Task statement:
The answer must be the full set of records, repeated exactly.
━━━ Extracted information ━━━
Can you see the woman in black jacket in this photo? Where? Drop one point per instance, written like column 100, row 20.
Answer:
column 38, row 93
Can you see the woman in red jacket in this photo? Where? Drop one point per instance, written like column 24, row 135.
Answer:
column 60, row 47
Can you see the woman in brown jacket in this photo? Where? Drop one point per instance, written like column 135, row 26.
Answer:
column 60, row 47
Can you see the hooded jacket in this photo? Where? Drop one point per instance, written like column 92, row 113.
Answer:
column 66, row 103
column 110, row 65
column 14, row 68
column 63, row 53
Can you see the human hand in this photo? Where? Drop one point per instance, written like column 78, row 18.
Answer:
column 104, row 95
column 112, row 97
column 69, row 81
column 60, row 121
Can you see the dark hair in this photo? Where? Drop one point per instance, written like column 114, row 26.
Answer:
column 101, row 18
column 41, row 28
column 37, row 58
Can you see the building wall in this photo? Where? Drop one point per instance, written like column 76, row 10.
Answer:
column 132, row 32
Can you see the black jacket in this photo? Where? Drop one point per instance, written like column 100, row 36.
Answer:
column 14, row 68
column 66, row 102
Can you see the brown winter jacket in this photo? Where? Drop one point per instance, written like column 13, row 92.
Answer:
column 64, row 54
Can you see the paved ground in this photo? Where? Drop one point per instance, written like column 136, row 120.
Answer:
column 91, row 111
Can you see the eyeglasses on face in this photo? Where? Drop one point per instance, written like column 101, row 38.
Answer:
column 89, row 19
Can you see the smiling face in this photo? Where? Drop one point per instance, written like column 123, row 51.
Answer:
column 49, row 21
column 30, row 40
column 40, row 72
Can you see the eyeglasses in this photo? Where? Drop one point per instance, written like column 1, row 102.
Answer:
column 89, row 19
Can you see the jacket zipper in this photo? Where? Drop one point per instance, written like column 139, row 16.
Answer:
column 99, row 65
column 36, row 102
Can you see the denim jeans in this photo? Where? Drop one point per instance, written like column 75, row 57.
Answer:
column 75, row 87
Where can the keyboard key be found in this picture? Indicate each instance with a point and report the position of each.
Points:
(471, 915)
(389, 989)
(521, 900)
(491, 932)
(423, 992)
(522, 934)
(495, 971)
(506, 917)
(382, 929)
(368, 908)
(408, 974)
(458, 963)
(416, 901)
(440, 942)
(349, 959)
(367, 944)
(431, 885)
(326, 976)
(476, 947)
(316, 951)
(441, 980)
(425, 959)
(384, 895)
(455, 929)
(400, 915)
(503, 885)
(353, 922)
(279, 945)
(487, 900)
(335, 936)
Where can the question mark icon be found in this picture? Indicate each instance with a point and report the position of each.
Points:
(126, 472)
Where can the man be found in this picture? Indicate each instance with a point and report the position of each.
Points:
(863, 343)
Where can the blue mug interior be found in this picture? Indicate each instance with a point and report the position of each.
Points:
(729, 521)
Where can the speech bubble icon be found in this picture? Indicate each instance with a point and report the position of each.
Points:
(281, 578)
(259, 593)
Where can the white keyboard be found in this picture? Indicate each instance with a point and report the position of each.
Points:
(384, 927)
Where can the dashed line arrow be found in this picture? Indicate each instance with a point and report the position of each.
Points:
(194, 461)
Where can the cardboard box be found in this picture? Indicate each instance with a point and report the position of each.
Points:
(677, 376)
━━━
Response:
Can you see the woman in black jacket in this photo? Where? Drop one point per instance, written like column 100, row 20.
Answer:
column 38, row 93
Can you see the woman in red jacket in this photo? Where? Drop one point per instance, written like column 24, row 135.
Answer:
column 60, row 47
Can you see the woman in brown jacket in this photo? Where? Drop one point per instance, written like column 135, row 26.
Answer:
column 60, row 47
Can you see the hooded jacket in this photo? Where? Drop one point per instance, written like column 92, row 113.
Answer:
column 66, row 103
column 110, row 65
column 14, row 68
column 63, row 53
Can you see the human hand in this photo? Where? Drop one point per instance, written like column 78, row 18.
Answer:
column 104, row 95
column 112, row 97
column 69, row 81
column 60, row 121
Can you see the dark hair in this photo? Where? Drop one point per instance, written like column 114, row 26.
Answer:
column 101, row 18
column 41, row 28
column 37, row 58
Can you see the building wall in this photo? Where? Drop one point per instance, written like column 76, row 10.
Answer:
column 132, row 32
Can you see the black jacket in this photo? Where? Drop one point per instance, written like column 100, row 36.
Answer:
column 14, row 68
column 66, row 102
Can you see the brown winter jacket in this photo? Where? Drop one point per instance, written like column 13, row 92.
Answer:
column 64, row 54
Can you see the paved ground in this photo? Where? Drop one point per instance, written like column 136, row 120.
Answer:
column 91, row 111
Can you see the eyeglasses on face in this photo? Where? Drop one point per instance, written like column 101, row 38.
Answer:
column 89, row 19
Can you see the smiling face in this photo? Where? Drop one point per instance, written like column 123, row 51.
Answer:
column 49, row 21
column 30, row 40
column 40, row 72
Can you see the eyeglasses in this photo? Where? Drop one point per instance, written like column 1, row 102.
Answer:
column 89, row 19
Can you see the jacket zipper in this photo? Where? Drop one point per instance, written like column 139, row 16.
Answer:
column 99, row 65
column 36, row 102
Can you see the denim jeans in this photo? Where? Drop one point per instance, written like column 75, row 57.
Answer:
column 75, row 87
Where can the keyboard key be found in this picture? Indicate each instance with a point and report the position of each.
Points:
(471, 915)
(389, 989)
(521, 900)
(491, 932)
(423, 992)
(522, 934)
(495, 971)
(506, 917)
(382, 929)
(368, 908)
(408, 974)
(458, 963)
(416, 901)
(440, 942)
(349, 959)
(367, 944)
(431, 885)
(326, 976)
(476, 947)
(316, 951)
(441, 980)
(425, 959)
(384, 895)
(455, 929)
(400, 915)
(503, 885)
(353, 922)
(279, 945)
(487, 900)
(335, 936)
Where can the question mark icon be found in this picture? Indicate each instance with a point and report the position of each.
Points:
(126, 472)
Where can the man be found in this picture? Indicate each instance with a point and report the position of each.
Points:
(863, 343)
Where can the blue mug interior be found in this picture? Indicate each instance with a point and report the position of each.
Points:
(729, 521)
Where can the speech bubble icon be found in this picture? Indicate each instance with a point and report the position of each.
Points:
(281, 578)
(259, 593)
Where can the white keyboard be found in this picture? Indicate each instance with a point and report the position of each.
Points:
(384, 927)
Where can the dashed line arrow be found in this picture? Indicate each instance with a point and report the position of each.
Points:
(194, 461)
Where can the cardboard box be found in this picture? Indicate each instance with a point and report the position of each.
Points:
(677, 376)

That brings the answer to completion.